▶ What to do
Repeat the items below with "Could you please locate" replaced by "Please find" everywhere it occurs, keeping every other character as it is.

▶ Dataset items
--- begin ---

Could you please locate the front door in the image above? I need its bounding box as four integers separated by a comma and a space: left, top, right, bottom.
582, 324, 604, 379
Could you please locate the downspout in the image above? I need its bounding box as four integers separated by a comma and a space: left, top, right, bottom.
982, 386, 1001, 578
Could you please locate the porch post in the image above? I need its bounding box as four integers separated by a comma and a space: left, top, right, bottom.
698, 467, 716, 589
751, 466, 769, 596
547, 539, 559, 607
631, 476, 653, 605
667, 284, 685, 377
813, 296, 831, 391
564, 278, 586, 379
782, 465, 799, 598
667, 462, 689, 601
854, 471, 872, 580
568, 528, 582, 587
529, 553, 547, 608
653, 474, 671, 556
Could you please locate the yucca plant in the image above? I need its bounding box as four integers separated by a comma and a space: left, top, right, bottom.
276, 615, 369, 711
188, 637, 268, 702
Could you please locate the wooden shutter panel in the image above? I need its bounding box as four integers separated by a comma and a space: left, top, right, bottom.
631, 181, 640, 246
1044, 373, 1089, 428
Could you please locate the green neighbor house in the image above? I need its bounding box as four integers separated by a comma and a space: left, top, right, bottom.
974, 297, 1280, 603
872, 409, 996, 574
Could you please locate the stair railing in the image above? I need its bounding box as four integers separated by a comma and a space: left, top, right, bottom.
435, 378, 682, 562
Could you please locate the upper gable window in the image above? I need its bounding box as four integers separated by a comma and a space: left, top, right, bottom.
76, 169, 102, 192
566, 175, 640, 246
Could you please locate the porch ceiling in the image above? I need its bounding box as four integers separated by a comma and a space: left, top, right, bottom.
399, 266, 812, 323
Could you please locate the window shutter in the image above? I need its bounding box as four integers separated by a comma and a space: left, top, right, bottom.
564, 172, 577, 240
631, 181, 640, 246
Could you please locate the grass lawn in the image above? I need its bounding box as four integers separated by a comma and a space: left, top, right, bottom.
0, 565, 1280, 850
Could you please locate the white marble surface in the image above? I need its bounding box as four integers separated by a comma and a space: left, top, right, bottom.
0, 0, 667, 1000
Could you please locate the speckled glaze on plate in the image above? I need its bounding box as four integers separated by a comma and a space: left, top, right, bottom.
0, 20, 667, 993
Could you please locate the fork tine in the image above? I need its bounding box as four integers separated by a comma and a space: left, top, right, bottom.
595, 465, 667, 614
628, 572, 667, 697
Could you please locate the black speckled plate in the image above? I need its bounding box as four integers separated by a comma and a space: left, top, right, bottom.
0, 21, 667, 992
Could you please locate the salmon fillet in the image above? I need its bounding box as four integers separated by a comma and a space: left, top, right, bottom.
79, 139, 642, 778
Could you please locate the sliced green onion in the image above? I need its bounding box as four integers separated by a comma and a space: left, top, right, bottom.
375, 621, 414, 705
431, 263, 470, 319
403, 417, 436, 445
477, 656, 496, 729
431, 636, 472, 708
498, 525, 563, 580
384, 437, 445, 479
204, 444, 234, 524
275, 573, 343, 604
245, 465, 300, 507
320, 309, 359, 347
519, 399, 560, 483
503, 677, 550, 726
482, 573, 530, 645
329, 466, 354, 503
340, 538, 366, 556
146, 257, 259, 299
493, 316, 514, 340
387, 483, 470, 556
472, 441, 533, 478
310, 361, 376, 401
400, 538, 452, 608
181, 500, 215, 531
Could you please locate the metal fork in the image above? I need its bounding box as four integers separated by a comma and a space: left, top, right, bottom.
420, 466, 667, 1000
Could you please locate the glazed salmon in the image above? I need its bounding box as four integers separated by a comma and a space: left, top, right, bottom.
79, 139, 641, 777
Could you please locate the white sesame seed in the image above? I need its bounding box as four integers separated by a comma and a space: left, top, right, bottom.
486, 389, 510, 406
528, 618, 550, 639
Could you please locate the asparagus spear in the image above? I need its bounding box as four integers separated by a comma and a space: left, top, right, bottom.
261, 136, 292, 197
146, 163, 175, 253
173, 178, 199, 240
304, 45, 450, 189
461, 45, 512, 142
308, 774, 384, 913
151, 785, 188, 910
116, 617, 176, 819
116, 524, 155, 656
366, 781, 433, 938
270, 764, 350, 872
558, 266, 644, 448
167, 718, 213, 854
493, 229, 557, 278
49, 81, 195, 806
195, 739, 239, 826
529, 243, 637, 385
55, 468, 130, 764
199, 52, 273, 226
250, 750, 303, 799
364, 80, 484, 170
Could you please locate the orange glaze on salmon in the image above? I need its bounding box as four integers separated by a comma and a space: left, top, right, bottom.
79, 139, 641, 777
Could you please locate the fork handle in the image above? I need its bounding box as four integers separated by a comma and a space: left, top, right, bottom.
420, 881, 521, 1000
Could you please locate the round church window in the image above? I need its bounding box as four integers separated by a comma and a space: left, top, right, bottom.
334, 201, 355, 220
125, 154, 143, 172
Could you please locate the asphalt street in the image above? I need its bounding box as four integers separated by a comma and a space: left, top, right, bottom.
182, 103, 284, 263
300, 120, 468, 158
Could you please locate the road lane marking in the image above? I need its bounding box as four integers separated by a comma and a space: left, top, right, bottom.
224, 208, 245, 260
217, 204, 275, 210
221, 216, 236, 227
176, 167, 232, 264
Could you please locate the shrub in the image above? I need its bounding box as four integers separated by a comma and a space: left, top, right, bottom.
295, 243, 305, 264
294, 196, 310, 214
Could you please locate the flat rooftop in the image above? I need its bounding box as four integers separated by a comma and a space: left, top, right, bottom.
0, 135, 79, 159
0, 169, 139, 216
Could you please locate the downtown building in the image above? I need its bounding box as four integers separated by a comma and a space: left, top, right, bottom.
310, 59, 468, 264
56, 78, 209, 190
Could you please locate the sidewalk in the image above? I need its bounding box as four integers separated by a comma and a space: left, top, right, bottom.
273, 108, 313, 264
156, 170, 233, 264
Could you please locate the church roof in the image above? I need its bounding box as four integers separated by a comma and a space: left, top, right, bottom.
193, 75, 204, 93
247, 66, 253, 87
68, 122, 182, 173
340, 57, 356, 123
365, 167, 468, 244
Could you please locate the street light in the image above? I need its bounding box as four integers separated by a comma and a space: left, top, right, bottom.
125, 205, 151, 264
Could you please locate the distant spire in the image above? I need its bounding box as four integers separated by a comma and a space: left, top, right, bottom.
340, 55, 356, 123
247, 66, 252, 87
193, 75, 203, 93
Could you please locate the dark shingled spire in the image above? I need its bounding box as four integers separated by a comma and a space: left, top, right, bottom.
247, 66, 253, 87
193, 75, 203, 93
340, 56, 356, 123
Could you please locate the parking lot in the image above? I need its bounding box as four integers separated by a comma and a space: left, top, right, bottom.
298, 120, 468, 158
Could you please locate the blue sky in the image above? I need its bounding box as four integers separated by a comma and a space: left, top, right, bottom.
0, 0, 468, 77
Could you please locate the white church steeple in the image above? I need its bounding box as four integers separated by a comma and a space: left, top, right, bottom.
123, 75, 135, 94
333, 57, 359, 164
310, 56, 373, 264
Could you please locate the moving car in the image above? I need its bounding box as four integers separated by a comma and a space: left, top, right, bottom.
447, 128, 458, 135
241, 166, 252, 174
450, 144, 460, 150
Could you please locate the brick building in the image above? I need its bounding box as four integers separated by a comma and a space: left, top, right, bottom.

--- end ---

▶ Output for this task
Please find the front door in the image above? I need its bounding box as four integers separated by a comma and a space: left, top, right, bottom.
582, 324, 604, 379
Please find the downspout in the image above? I need its bounding box as four integers separated by a comma and a space: left, top, right, bottom.
982, 386, 1001, 578
Please find the porch post in the image above? I need its bounding box as four integers separated by a comma and a space: left, top, right, bottom.
698, 467, 716, 589
751, 466, 769, 596
547, 539, 559, 607
631, 476, 653, 605
667, 284, 685, 377
813, 296, 831, 391
564, 278, 586, 379
782, 465, 799, 598
667, 462, 689, 601
854, 471, 872, 580
568, 528, 582, 587
529, 553, 547, 608
653, 474, 671, 556
Please find the yucca plant in the image above? I need its bounding box as four integers separated by a comma and a space: left, top, right, bottom.
276, 615, 369, 711
188, 637, 268, 702
Please find the wooden shutter panel in the image above? I need its bounding box as four integers separated by a comma and a space: left, top, right, bottom.
631, 181, 640, 246
1044, 373, 1089, 428
Please find the green neighbor house in the image above? I need its bounding box as four integers separated by a comma and a space: left, top, right, bottom.
974, 297, 1280, 603
872, 409, 996, 574
Please find the stair railing in the image above? I need its bounding box as four integers separated by a comma and a space: left, top, right, bottom.
435, 378, 682, 562
Please find the upper gable window in the image above? I need its bounding box as four integers separated by a comma and a space: left, top, right, bottom.
76, 169, 102, 192
566, 175, 640, 246
Please find the porch ceiling in the image above? I need its bounding box as four integers separated by a comma and a space: left, top, right, bottom.
399, 266, 812, 323
Please find the window shutter in the image above? I need its bounding box as four integers separated by a comma and a space: left, top, right, bottom.
564, 172, 577, 240
631, 181, 640, 246
Please find the grass lawn in the image above? I need its bounding box as four integers separated by a comma and a space: left, top, right, bottom.
0, 565, 1280, 850
Please find the white marble surface in the image above? I need its bounding box as four integers separated by a comma and a space: left, top, right, bottom.
0, 0, 667, 1000
Please find the speckled glaze on plate in the image above? I need its bounding box as four integers separated by a comma and a space: left, top, right, bottom.
0, 20, 667, 993
Please find the fork tine in the image above? I need its bounding box as four integers separated by a comma and a space: left, top, right, bottom.
595, 465, 667, 614
628, 572, 667, 697
Please find the black speckled plate in the image above? I need its bounding box as four integers separated by a comma and a space: left, top, right, bottom.
0, 21, 667, 992
Please find the salmon fillet in the image above? I need its bounding box as four integers separated by a comma and a space: left, top, right, bottom.
79, 139, 642, 778
Please find the sliced green onion in the image above? I need its bounding box as four integers separated by a comma and a space: left, top, right, bottom.
375, 621, 414, 705
431, 263, 470, 319
403, 417, 436, 445
477, 656, 496, 729
431, 636, 472, 708
498, 525, 563, 580
384, 437, 445, 479
204, 444, 234, 524
275, 573, 343, 604
245, 465, 300, 507
320, 309, 359, 347
519, 399, 560, 483
503, 677, 550, 726
482, 573, 530, 645
329, 466, 354, 503
340, 538, 366, 556
146, 257, 259, 299
493, 316, 514, 340
387, 483, 470, 556
472, 441, 533, 478
310, 361, 376, 401
400, 538, 452, 608
181, 500, 215, 531
Please find the metal fork in the image above? I need its bounding box as four integers separated by a comma and a space: left, top, right, bottom.
420, 466, 667, 1000
Please find the glazed salmon in the image above? I need its bounding box as four integers separated by a comma and a space: left, top, right, bottom.
79, 139, 641, 777
Please find the white sesame seed in the image above? I need its bounding box as four integers separated by a comma and a space: left, top, right, bottom.
486, 389, 510, 406
528, 618, 550, 639
Please find the asparagus spear in the image above? I need its bounding box as four integers separated by a comma and a space: left, top, right, bottom.
261, 136, 292, 197
146, 163, 175, 253
173, 178, 199, 240
304, 45, 450, 189
461, 45, 512, 142
308, 774, 384, 913
151, 785, 188, 910
116, 617, 176, 819
116, 524, 155, 656
366, 781, 433, 938
270, 764, 350, 872
558, 266, 644, 448
167, 718, 213, 854
493, 229, 557, 278
49, 81, 195, 806
195, 739, 239, 826
529, 243, 637, 385
55, 468, 130, 764
199, 52, 273, 226
250, 750, 303, 799
364, 80, 484, 170
Please find the orange glaze on salmon in the image above? I need its bounding box as four integers separated by a comma and a space: left, top, right, bottom.
79, 139, 641, 777
Please find the fork handle in the image above? I need its bounding box as four integers separated by a comma and a space: left, top, right, bottom.
420, 881, 521, 1000
Please find the round church window in the image above? I need its bounding box as four integers separated by a comma and a space: left, top, right, bottom.
334, 201, 355, 220
125, 154, 143, 172
Please find the asphalt street in the image above? I need its bounding box as four integers separated by a comma and a space: left, top, right, bottom.
182, 103, 284, 263
300, 120, 468, 158
Please find the road lane marking in the image above? I need its bounding box as four integers separated by a comma and a space: left, top, right, bottom.
224, 208, 245, 260
217, 204, 275, 210
221, 216, 236, 227
176, 167, 232, 264
Please find the shrub in the image above? I need its bounding box as four integers separated by a comma and a space: left, top, right, bottom.
295, 243, 305, 264
294, 196, 310, 214
Please find the flat rooftop in the image above? I need its bounding box as four integers separated by a comma and a space: left, top, right, bottom.
0, 135, 79, 159
0, 169, 139, 216
Please find the downtown building in the image above? I need its bounding box as four integers separated by a comma and a space: left, top, right, bottom.
310, 59, 468, 264
56, 78, 209, 190
Please find the sidewalk in the image above? I need its bounding box as four integers separated by a comma and a space: left, top, right, bottom.
273, 108, 313, 264
156, 170, 233, 264
Please find the church roof in the image above? I need its bounding box as four integers separated by a comma and a space: left, top, right, bottom.
193, 75, 204, 93
247, 66, 253, 87
68, 122, 182, 173
340, 57, 356, 123
365, 167, 468, 244
Please find the street light in the image above? I need its bounding box as four integers separated by a comma and a space: left, top, right, bottom.
125, 205, 151, 264
Please find the distant spire in the image above? I need its bounding box as four integers separated by a comma and a space: left, top, right, bottom.
340, 55, 356, 123
247, 66, 252, 87
193, 75, 203, 93
Please find the dark shingled spire in the image above? I need its bounding box as four integers separated by a comma and a space: left, top, right, bottom.
247, 66, 253, 87
193, 75, 203, 93
340, 56, 356, 123
Please find the parking lot in the image above? I need its bounding box as four integers separated by a comma and a space: left, top, right, bottom.
298, 120, 468, 158
Please find the blue sky in the image above? I need its bounding box as four integers separated by a comma and a space: left, top, right, bottom.
0, 0, 468, 77
Please find the white church steeple in the image above? I need its bounding box as four integers separated by a comma and a space: left, top, right, bottom.
123, 75, 135, 94
333, 57, 359, 164
310, 56, 373, 264
Please find the moving car in the image above? I need its bounding box as four integers separated by a comma and a space: left, top, right, bottom.
447, 128, 458, 135
241, 166, 252, 174
450, 144, 460, 150
Please find the brick building in the image above? I need its bounding box as four integers separated by a comma and a space: left, top, right, bottom.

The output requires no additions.